◆ Stated problem ◆
Which lines in the material below contain the string "Phrase"? Pick out each of them and copy it whole.

─── Data excerpts ───

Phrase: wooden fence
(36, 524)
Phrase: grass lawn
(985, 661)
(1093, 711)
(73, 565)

───

◆ Exercise result ◆
Phrase: wooden fence
Phrase: grass lawn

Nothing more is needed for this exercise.